-- Task brief --
Go through the entries below and pick out every line with "marker".

——

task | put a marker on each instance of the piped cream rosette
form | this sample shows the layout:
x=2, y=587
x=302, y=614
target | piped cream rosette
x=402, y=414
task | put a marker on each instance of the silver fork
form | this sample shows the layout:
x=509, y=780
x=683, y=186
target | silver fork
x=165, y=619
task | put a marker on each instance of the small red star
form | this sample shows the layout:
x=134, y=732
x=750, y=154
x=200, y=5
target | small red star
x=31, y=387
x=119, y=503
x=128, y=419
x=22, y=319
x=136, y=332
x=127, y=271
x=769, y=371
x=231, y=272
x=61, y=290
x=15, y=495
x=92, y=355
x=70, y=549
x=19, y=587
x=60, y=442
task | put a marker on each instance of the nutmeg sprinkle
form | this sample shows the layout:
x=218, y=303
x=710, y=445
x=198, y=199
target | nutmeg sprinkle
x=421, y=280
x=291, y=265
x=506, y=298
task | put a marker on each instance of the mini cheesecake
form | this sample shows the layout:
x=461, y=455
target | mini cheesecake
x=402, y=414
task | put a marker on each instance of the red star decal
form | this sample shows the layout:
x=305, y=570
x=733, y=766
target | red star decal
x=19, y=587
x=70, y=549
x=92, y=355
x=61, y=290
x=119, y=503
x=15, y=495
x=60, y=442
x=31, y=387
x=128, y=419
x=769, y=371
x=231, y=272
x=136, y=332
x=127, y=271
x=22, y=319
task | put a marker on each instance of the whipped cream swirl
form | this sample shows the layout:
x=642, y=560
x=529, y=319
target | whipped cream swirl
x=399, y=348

——

-- Response to this task --
task | put a marker on each instance of the piped cream rosette
task | put a marker on each instance of the silver fork
task | put a marker on each instance of the small red star
task | put a marker on each instance of the nutmeg sprinkle
task | put a marker on each instance of the mini cheesecake
task | put a marker on each instance of the red star decal
task | put a marker on each instance of the whipped cream swirl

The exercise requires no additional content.